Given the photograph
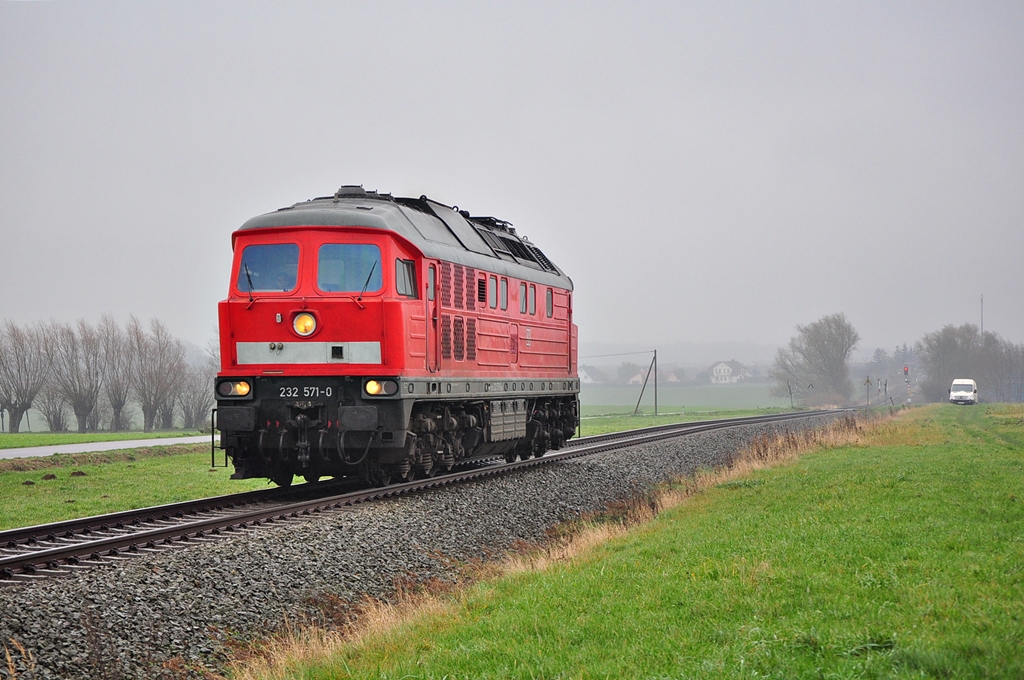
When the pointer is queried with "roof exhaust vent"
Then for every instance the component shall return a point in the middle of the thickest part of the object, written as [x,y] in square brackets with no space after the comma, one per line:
[349,189]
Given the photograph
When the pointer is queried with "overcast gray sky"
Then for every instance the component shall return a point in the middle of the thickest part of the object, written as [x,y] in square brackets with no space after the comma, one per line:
[705,172]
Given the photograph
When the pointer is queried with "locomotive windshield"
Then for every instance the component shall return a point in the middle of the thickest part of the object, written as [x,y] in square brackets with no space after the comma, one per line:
[348,268]
[268,267]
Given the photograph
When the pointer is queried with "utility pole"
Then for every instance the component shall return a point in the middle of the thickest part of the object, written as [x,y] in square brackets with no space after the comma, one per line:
[906,378]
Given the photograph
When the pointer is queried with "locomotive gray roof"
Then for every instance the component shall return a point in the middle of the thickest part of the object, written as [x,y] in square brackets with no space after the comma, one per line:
[438,230]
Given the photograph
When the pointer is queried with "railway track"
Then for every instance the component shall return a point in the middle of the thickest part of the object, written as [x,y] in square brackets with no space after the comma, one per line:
[61,548]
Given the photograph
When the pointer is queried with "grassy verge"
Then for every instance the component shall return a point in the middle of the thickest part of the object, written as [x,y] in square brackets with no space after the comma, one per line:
[26,439]
[896,552]
[38,491]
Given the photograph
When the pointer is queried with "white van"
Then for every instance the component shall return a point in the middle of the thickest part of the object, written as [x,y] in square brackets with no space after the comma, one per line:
[964,390]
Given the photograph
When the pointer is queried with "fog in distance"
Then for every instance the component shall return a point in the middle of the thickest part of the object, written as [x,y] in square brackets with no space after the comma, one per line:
[708,173]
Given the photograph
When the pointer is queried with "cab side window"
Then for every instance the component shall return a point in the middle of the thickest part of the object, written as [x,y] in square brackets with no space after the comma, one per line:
[404,278]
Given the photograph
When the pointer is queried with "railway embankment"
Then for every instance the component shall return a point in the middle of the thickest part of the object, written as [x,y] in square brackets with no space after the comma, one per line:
[898,554]
[188,608]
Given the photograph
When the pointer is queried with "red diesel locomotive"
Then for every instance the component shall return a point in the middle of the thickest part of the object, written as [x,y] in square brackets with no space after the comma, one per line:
[385,337]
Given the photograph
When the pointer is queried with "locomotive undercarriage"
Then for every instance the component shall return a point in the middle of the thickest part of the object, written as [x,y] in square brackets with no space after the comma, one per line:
[384,441]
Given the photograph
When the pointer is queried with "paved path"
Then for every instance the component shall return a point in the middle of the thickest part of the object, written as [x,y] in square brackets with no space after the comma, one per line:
[98,445]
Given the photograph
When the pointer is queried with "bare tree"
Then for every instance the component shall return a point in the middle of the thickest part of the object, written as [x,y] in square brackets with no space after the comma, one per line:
[52,405]
[165,412]
[815,367]
[118,358]
[24,368]
[947,353]
[158,367]
[197,395]
[77,356]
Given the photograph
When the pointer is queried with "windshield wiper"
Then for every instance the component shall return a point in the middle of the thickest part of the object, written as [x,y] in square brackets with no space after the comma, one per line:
[369,277]
[249,279]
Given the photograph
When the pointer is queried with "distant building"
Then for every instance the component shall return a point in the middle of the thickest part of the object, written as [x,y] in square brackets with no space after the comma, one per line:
[728,372]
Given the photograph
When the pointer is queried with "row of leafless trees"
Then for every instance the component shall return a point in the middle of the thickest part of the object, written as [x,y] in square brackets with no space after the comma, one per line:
[814,369]
[97,374]
[963,351]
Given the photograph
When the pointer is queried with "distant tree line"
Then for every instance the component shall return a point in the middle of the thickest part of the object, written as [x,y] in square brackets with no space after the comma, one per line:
[95,373]
[814,369]
[963,351]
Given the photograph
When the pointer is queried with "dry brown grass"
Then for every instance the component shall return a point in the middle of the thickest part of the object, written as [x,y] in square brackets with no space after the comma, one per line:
[99,458]
[375,620]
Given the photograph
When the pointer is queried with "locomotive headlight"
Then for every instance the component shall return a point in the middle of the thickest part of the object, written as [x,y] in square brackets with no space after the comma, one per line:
[381,387]
[304,324]
[233,388]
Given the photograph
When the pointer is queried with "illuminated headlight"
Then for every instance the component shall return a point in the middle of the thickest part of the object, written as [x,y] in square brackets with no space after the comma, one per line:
[304,324]
[233,388]
[381,387]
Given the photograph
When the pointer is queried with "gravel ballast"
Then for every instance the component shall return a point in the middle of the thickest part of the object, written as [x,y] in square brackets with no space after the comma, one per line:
[155,614]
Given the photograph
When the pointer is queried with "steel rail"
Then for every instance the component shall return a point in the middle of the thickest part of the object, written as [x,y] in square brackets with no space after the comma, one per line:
[29,564]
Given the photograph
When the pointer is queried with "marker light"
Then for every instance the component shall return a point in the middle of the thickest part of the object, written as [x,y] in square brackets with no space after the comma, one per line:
[381,387]
[237,388]
[304,324]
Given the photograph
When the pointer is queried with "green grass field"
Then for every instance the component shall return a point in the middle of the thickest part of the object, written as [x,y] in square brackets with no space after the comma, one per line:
[134,478]
[86,484]
[26,439]
[900,556]
[693,397]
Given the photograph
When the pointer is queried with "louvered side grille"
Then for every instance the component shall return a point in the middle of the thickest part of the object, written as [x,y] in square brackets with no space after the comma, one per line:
[470,298]
[446,284]
[457,285]
[471,339]
[460,338]
[445,336]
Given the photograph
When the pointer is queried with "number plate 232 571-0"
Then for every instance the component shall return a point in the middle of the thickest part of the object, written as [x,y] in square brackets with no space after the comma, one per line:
[294,392]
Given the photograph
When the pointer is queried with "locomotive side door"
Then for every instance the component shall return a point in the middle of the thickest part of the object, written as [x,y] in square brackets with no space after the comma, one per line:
[432,346]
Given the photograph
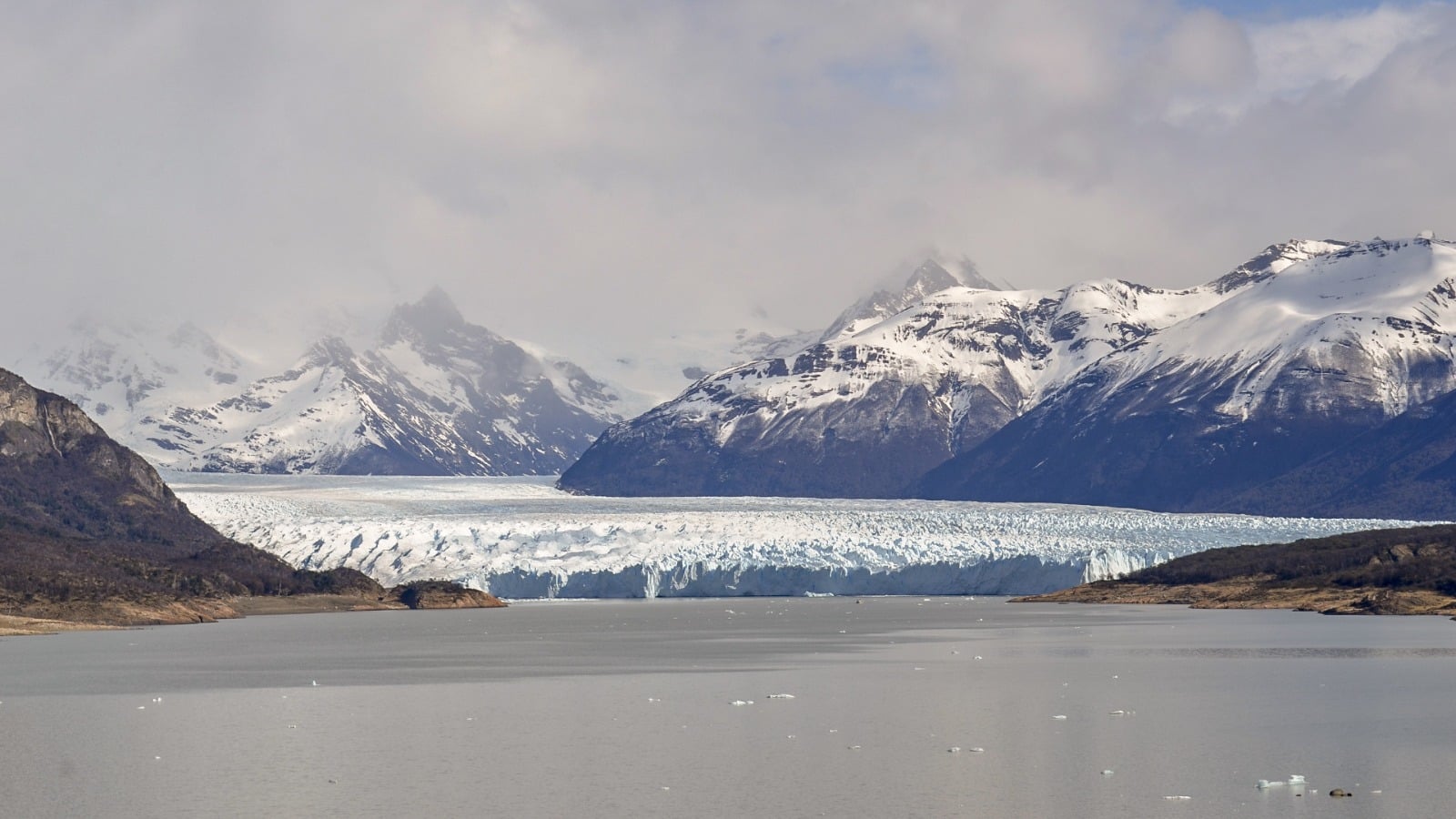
◆ ◆ ◆ ◆ ◆ ◆ ◆
WORK TASK | Copy the data word for word, no pictures.

SOLUTION TO THE EXERCISE |
Given the photograph
When the pointer is queried with "roof exhaust vent"
Then for every instance the component shall return a point in the middle of the thickest part of the object, written as [x,y] in square brackets with no space after the comma, one per line:
[349,189]
Given the photograph
When the pointer is queried with "overcast gray sky"
Then for every instance the component shall return a point in the middle of the thickest part of the object, written as [x,y] in square brackets with no space after the comma, one per line:
[705,172]
Given the photograph
When the pointer is queried with "locomotive windshield"
Then for every instance the component shall return a point in the middle of the thickest part of the object, written as [x,y] in square brackets with no space after the comma, one per line:
[348,268]
[268,267]
Given the photograph
When the pointer is queried with "utility pole"
Then for every instance the component shall return a point in the middle of the thickest part of the object, written as [x,y] in square brackets with no space after the comma, one per line:
[906,378]
Given the photograph
When the pointer is queried with "locomotive gray roof"
Then for every instance the component shall return a point in the middle of the thickest part of the object, written as [x,y] in square brackets with no space after the comma, one per line:
[438,230]
Given the photograph
When the pointer is queried with "railway track"
Then for every instance the component shall return a point in the middle of the thickest part of the object, written as [x,y] in square brackets with no space after the comma, one per line:
[61,548]
Given the photograph
When the pointer is queried with "grassy verge"
Then for every instance the component shall return a point in the middle of the thickest part of the object, written as [x,y] in square brackets with no space after the comma, one per line:
[26,439]
[896,552]
[38,491]
Given the photograph
When the pointer is queried with "white van"
Then for every instance the component shall return a point in the middle of the thickest part of the object, written as [x,y] in square brackets with no space after the comma, one per line:
[964,390]
Given the photograph
When the pointer is queried with "fog in distance"
Then for every instance the component shall return a point in the middle of the thickest part of the object, written as [x,y] in square brackets with no space after the comma, one per line:
[708,173]
Given the photograph
When the pointer is queried with "cab side window"
Then for every instance the component shall return a point in the middle of the thickest part of the object, written as [x,y] in square brackets with no space after the comma, one per line:
[404,278]
Given the photograph
When the pointer is queried with "railway embankment"
Then for every instance the component shall return a point in the middle of the thickest part of the object, written as [x,y] in square brackets with no space after the comma, one per line:
[898,554]
[188,608]
Given the photograph
When the pointer is queried with "red diesel locomotive"
Then for every instance the component shall return a point in the middle of the thickest part of the object, written as [x,y] in square brackets with no space after the comma, one per line:
[385,337]
Given the photograph
When the pointer is queried with "locomotive undercarriage"
Then for every instance the component shall return a point in the middle of the thickest part of the object, written as [x,y] in square brackets with no space after the comma, one per line:
[384,441]
Given the photograph
When the pointer is queried with "paved path"
Then for every instance the component shall return a point in the middle of the thickest part of the object, written as [x,y] in square brackets with no space after the comma, one per line:
[98,445]
Given the photograph
When the pointer is queried with "bare tree"
Then for every instance the component shall return a point in the middle of the thickest part of the object, written as [x,y] in square brackets with no space after the comma, one per line:
[52,405]
[165,412]
[815,367]
[118,358]
[24,368]
[947,353]
[158,367]
[197,395]
[77,356]
Given the photograph
When the pointer is queried with "windshield wiper"
Then for every instance the component shall return a point in the middle of the thickest part of the object, written as [x,y] in square brackets with no space after the comma, one per line:
[369,277]
[249,279]
Given the photograph
When the pointer is queried with "distant building"
Then for every instance the component shall return a point in the middle of the thickest part of the object, written as [x,y] in square brackets with no space after the comma, one per line:
[728,372]
Given the photograph
When the pointer is queried with "row of leafless trees"
Then for every instance the component shall return a point in the middle of the thickest part of the object, written as [x,y] in square brackets with no space after the comma, one per line:
[814,369]
[97,374]
[963,351]
Given the photograph
When the pointer is queried with "distant tree line"
Then for every instance the component shall return a point in the middle of the thickest part of the object, written as [x,y] in square brackets with no space after the comma, one per line:
[95,373]
[814,369]
[963,351]
Given the photograph
When the pointer is queried with "dry brown grass"
Then for every instance the component shall return a point in the middle of the thickest part of the object, written as [x,y] in square brackets with no space after the comma, one per line:
[99,458]
[375,620]
Given the photograph
When the pointer is queried with "locomotive headlight"
Then for every instance the component shall return a point in the middle of the thickest part of the object, written as [x,y] in square brackets with no space after the comma, one per line:
[381,387]
[304,324]
[233,388]
Given the photograph
When the pointer is queried with "illuminated headlight"
Then for every instance the component shall return a point in the middle of the thickest part of the object, written as [x,y] in square brackets with no space after the comma, one per line:
[304,324]
[233,388]
[381,387]
Given the photograph
When the pointer is queried with "gravel ballast"
Then for every instance the component shall return a point in the middle of the thickest part of the object, written as [x,y] in square brackets with no space after the comma, one per line:
[155,614]
Given the photograph
When the pointer is queried with "steel rail"
Then for every instance the component shall return a point in the middle of the thickest part of the object, written as [x,y] in square brackets with no space after the comma, one per line:
[29,564]
Given the photograph
When the pointer is queried with "marker light"
Then for every instance the component shall return a point in the middle of the thickest part of the object, written as [x,y] in square brackets with no space after the comma, one per line:
[381,387]
[237,388]
[304,324]
Given the photograph
When the pointer is queried with "green grass field"
Then for every instance the component shall return a point in the middle of the thickest part of the object, written as [x,y] in square brackets with no space after the comma, one per line:
[134,478]
[86,484]
[26,439]
[900,556]
[693,397]
Given the photograph
When the pointer is queried with "louvered side grille"
Then for every instance the component shall return a point in the middle of the thickest part of the object, written as [x,y] in square brackets with no space after the comma, one per line:
[470,298]
[446,284]
[457,285]
[471,339]
[460,338]
[445,336]
Given the photograph
When the pointer is queried with "number plate 232 571-0"
Then for every instance the component shall return a point in the middle of the thickest part of the object, written as [x,y] in square brackets with no space after the comma, one per line:
[294,392]
Given the photograph
When the pointer is queried with "locomotive side door"
Then for every instance the component shall return a point in the middle of the thickest part of the object, written as [x,y] in square brackets with no space after the comma, one per line:
[432,346]
Given the photograph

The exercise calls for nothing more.